* _ASSIGNED TASK_:
Retype exactly the lines of the material below, from the one containing "Place one point per instance of the cabin" through the last, with both ends kept.

* _GIVEN DATA_:
§ §

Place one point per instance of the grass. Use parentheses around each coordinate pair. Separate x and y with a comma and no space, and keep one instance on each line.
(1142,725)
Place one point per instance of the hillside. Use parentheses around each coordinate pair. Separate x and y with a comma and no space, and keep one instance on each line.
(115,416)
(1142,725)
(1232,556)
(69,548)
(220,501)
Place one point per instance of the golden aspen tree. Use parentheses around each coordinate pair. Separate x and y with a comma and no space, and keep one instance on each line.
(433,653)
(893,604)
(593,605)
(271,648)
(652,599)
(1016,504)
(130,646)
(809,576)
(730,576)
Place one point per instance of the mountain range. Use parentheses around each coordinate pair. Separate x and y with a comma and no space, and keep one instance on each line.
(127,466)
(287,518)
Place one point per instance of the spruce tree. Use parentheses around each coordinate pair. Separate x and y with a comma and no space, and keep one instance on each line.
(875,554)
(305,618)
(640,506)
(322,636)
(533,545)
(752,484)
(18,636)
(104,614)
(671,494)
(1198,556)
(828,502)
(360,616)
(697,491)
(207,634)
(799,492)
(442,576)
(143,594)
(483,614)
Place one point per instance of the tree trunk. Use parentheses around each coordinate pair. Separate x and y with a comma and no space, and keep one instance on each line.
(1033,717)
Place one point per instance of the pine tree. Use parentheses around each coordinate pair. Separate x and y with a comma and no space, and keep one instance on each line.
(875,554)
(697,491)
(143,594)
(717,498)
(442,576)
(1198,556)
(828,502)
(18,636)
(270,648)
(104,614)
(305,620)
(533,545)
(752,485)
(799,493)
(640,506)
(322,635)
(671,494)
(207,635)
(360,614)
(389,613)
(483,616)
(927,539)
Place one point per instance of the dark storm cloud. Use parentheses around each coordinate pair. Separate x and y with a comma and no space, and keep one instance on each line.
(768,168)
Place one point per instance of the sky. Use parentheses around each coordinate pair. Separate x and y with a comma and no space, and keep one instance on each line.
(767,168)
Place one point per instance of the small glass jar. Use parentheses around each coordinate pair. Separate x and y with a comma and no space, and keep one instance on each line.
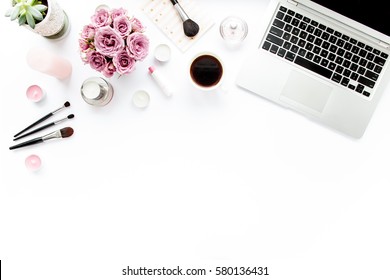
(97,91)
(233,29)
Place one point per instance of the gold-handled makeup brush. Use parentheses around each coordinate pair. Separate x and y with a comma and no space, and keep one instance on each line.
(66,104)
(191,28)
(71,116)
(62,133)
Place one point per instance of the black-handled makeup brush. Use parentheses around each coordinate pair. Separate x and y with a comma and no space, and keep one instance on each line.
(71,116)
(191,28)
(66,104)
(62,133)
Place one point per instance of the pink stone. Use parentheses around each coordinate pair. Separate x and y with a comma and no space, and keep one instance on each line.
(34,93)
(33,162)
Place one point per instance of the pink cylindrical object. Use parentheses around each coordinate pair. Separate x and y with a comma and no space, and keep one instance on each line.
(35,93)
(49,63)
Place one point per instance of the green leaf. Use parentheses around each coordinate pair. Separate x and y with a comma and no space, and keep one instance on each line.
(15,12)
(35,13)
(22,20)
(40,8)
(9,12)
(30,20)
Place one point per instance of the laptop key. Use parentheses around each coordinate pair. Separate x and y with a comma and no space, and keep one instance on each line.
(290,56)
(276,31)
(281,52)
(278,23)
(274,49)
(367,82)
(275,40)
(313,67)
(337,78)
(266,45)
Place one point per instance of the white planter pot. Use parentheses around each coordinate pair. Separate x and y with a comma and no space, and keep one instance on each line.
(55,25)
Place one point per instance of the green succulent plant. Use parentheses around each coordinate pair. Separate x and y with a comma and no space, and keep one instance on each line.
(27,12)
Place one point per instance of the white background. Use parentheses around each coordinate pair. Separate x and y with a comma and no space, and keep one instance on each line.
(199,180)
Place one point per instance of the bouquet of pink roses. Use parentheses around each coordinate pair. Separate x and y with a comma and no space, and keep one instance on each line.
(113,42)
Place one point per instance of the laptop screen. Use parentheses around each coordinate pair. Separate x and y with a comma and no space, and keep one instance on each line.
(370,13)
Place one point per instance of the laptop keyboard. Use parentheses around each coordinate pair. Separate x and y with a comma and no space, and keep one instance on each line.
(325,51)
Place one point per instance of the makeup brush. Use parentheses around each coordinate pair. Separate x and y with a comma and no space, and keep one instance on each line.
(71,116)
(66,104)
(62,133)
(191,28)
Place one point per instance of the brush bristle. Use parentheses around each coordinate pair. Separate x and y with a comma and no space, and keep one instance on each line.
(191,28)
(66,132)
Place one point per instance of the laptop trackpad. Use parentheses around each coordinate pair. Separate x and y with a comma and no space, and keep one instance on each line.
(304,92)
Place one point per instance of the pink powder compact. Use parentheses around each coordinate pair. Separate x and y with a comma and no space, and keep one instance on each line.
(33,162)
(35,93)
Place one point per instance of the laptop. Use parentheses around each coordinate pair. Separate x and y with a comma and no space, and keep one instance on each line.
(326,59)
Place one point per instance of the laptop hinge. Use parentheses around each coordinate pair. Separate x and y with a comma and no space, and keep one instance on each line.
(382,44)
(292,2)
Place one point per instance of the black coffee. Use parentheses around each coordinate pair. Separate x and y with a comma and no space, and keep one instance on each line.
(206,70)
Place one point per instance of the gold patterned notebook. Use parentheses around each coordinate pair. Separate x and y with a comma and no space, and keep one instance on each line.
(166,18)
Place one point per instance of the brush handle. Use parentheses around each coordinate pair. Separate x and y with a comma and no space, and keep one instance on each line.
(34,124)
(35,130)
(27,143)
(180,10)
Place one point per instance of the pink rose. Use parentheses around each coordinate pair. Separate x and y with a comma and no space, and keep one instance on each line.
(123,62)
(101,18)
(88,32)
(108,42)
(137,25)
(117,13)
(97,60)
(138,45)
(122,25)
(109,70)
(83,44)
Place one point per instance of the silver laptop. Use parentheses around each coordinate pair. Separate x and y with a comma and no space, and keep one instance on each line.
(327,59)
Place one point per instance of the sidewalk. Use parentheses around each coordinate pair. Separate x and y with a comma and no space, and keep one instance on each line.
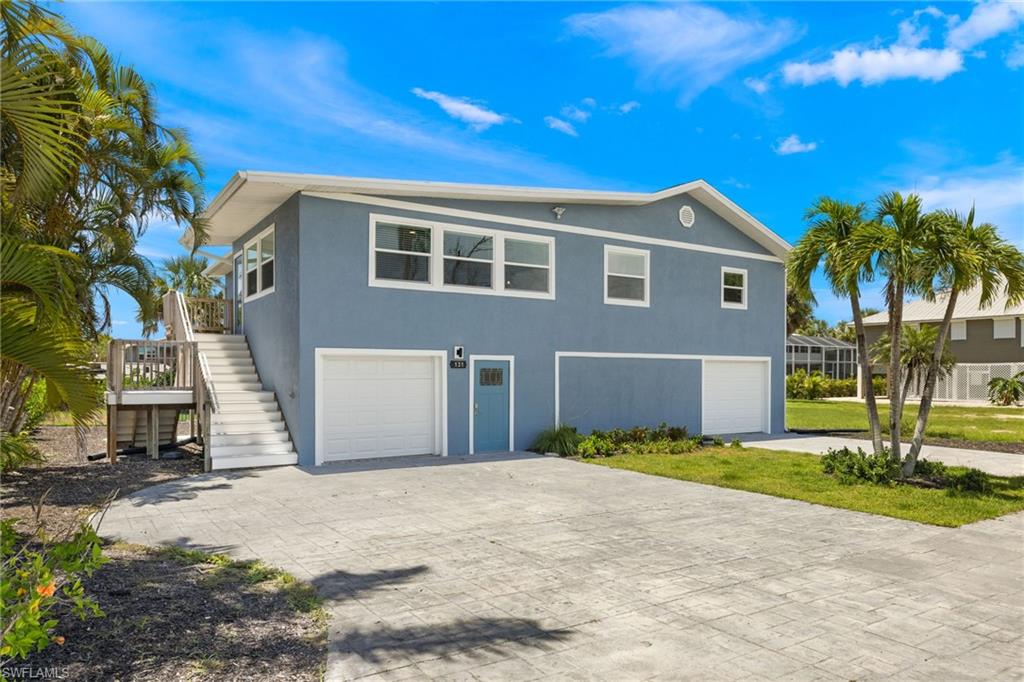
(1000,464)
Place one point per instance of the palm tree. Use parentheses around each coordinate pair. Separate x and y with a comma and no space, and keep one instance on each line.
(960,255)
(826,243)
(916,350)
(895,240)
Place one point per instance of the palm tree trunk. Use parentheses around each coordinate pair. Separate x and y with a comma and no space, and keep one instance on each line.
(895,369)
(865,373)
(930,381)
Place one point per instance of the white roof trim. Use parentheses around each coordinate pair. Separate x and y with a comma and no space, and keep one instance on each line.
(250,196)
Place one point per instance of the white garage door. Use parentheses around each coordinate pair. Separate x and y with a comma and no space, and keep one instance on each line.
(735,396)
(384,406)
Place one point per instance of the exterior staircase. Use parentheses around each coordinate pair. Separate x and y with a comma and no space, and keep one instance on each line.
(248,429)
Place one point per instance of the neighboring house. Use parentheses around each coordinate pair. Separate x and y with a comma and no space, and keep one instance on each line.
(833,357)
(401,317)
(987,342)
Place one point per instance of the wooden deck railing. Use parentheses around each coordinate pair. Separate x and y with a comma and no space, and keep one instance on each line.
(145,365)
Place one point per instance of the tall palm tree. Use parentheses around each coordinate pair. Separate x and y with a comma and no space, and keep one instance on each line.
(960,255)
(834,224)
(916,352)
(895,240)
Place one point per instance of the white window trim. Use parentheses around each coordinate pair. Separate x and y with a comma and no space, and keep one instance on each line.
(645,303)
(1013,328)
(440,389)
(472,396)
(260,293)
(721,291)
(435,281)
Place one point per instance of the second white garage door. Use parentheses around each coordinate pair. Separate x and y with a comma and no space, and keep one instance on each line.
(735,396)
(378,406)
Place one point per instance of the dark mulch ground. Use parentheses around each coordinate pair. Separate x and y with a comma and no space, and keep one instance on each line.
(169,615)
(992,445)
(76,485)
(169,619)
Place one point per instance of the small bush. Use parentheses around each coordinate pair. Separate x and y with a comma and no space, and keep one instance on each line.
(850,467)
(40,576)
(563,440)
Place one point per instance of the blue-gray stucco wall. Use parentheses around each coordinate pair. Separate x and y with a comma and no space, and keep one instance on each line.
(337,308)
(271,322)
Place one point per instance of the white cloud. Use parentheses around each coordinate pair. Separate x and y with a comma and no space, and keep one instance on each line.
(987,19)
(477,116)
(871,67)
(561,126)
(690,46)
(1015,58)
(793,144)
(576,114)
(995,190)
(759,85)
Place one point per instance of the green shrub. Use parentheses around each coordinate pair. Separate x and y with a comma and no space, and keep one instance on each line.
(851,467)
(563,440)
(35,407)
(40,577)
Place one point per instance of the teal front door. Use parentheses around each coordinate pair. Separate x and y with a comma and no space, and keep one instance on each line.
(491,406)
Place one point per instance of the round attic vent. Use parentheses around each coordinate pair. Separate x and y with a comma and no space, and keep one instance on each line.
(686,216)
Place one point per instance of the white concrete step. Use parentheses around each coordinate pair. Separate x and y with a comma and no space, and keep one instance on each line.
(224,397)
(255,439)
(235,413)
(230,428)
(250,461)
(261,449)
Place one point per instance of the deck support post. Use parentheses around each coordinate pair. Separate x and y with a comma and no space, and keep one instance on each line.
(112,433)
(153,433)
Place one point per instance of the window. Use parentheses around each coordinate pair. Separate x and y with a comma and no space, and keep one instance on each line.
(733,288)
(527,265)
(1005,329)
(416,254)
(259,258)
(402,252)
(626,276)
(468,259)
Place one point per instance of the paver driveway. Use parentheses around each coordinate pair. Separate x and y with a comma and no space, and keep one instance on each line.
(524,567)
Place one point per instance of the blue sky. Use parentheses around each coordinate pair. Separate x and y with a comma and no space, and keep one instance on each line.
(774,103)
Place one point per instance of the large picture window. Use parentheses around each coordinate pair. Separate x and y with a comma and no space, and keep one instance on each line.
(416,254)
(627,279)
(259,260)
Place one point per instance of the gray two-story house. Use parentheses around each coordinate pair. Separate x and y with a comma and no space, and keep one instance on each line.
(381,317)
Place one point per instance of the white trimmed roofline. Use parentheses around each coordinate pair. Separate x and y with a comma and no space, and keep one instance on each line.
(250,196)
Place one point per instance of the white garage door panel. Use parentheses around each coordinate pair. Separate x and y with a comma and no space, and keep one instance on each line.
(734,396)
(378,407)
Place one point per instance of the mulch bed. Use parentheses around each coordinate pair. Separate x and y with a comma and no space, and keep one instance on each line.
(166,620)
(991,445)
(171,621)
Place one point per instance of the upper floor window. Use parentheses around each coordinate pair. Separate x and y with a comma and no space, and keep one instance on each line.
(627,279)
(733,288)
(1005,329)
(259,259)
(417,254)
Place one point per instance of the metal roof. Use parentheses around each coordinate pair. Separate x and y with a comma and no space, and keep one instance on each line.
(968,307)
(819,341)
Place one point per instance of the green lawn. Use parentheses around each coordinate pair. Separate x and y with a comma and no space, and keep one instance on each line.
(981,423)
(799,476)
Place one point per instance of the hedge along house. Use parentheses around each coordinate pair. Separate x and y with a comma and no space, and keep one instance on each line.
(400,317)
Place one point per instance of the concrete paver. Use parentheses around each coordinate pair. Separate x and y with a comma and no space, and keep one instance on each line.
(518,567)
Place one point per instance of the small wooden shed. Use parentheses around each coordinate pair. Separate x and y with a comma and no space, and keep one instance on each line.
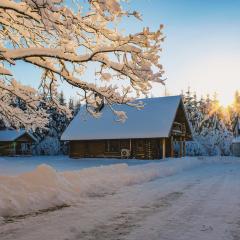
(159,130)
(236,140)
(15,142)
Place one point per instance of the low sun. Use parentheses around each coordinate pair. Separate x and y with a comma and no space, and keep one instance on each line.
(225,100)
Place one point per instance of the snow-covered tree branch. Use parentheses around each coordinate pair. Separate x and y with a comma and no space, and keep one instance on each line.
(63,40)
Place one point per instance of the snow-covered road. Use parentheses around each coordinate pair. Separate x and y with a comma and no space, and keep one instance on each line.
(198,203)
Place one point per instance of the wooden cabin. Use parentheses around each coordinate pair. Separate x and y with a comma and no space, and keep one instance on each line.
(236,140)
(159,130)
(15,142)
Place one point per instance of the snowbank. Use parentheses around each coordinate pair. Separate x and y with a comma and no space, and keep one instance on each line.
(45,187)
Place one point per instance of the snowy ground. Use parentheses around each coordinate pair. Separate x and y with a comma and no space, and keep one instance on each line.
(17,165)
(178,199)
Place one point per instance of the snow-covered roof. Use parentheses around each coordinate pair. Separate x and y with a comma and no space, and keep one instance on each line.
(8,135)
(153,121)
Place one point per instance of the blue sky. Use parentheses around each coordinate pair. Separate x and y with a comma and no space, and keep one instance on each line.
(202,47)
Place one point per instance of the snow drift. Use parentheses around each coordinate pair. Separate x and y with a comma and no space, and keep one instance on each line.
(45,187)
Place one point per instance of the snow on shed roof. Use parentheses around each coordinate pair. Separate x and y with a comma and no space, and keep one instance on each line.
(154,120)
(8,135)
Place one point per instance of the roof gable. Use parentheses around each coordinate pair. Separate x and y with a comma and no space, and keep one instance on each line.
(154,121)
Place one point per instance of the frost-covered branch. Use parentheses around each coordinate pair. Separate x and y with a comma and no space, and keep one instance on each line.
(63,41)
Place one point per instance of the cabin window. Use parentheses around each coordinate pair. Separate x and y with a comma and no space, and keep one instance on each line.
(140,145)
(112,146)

§ §

* _TASK RESPONSE_:
Place one point per instance of the cabin window. Use parentheses around each coordinate pair. Separate x and y with a comma and no space, and keep one instance on each line.
(140,145)
(112,146)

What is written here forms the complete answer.